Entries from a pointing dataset

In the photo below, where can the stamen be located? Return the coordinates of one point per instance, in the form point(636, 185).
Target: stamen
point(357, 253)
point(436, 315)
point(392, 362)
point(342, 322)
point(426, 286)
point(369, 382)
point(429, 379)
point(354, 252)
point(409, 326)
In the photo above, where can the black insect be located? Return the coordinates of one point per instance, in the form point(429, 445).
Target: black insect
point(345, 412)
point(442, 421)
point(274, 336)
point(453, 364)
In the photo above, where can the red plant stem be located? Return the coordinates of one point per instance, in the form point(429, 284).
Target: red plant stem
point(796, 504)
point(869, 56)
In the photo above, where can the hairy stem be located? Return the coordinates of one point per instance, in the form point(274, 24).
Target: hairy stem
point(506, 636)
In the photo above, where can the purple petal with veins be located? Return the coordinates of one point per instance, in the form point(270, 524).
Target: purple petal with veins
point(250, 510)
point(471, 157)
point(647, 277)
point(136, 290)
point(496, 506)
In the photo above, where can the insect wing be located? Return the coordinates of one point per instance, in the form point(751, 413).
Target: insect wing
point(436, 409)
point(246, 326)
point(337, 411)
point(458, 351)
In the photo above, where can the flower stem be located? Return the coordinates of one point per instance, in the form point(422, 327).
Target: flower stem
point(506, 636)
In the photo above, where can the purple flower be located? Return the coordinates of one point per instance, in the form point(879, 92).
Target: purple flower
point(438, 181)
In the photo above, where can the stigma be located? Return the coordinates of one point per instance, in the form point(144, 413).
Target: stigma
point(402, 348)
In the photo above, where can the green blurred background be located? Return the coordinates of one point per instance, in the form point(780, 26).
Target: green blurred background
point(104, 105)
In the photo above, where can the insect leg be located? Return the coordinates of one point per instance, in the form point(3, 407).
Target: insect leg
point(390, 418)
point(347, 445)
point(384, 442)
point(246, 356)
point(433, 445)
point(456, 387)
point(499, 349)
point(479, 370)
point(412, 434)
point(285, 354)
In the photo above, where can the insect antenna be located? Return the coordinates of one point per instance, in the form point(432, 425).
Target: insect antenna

• Exercise details: Write out all the rows above again, swapping every "Target" for "Object" and changing nothing else.

• Result for this exercise:
In the photo below, where can the stamen be located? Return the coordinates of one point per instance, in the form point(636, 185).
Object: stamen
point(357, 253)
point(436, 315)
point(392, 362)
point(342, 322)
point(426, 286)
point(369, 382)
point(429, 379)
point(354, 252)
point(409, 326)
In the photo above, where can the black insect be located? Return the coordinates of one point per instance, in the form point(429, 445).
Object: black insect
point(345, 412)
point(442, 421)
point(274, 336)
point(453, 364)
In the photo above, where can the red plant stem be located? Return the coordinates of one point per instance, in the form point(429, 284).
Object: red plant stem
point(796, 504)
point(869, 56)
In the photo above, where can the hairy stem be located? Return the coordinates of one point per instance, in the form point(274, 24).
Object: hairy stem
point(506, 636)
In the photo above, where can the purple petal with veins be located? Return the coordinates of one point per instance, in the form point(270, 524).
Object: purple petal with veins
point(250, 510)
point(471, 157)
point(647, 277)
point(136, 290)
point(496, 506)
In the photo above, where can the insect wing be located? Return the coordinates of one point per instance, in the form point(751, 413).
Object: insect wing
point(436, 409)
point(246, 326)
point(337, 411)
point(458, 351)
In the photo above, where can the flower stem be located? Return the coordinates of one point per instance, in the form point(422, 327).
Object: flower stem
point(506, 636)
In the photo above, where can the purple flower be located? Return the coordinates of one point per instance, in the form point(879, 92).
Object: purple flower
point(438, 181)
In the photo above, where can the stigma be located? Return the coordinates of one point per instance, in the form point(144, 413).
Object: stigma
point(402, 348)
In the photo above, where can the green blurred background be located? Return the coordinates of one point per instance, in the form point(780, 26).
Object: green blurred background
point(104, 105)
In the photo above, where can the insect leg be located? Return the coordinates of one point per instance, in the form point(3, 407).
Object: insect leg
point(390, 418)
point(347, 445)
point(384, 442)
point(246, 356)
point(433, 445)
point(456, 387)
point(499, 349)
point(479, 370)
point(412, 434)
point(285, 354)
In the photo above, where can the insect antenna be located? Return the coordinates of one point per instance, in the form point(432, 425).
Object: insect antenna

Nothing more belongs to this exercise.